- Supplied entries:
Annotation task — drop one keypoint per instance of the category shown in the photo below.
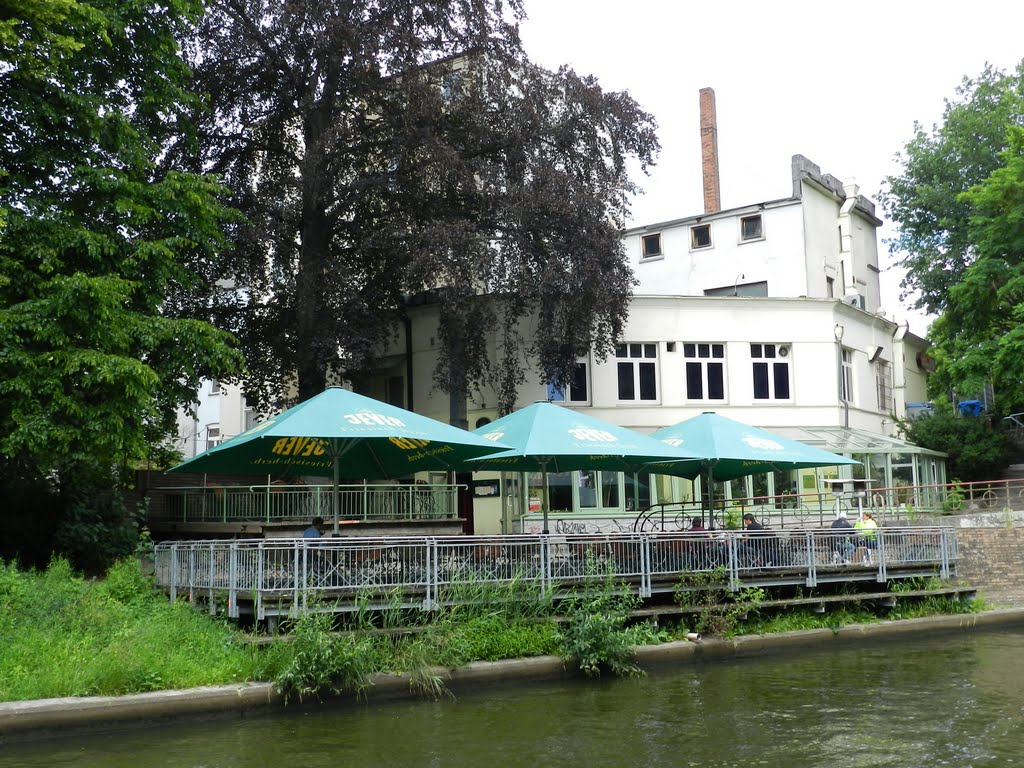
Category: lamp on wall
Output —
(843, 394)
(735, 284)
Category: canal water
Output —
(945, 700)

- Exercise instructions: All lines of the material above should be returned unchanged, but no pictures should be included.

- Result of this task:
Annotation task — drop one keypoint per instance of the category shown in the photo below.
Category: lamp on wall
Output —
(843, 394)
(735, 284)
Category: canal water
Output —
(945, 700)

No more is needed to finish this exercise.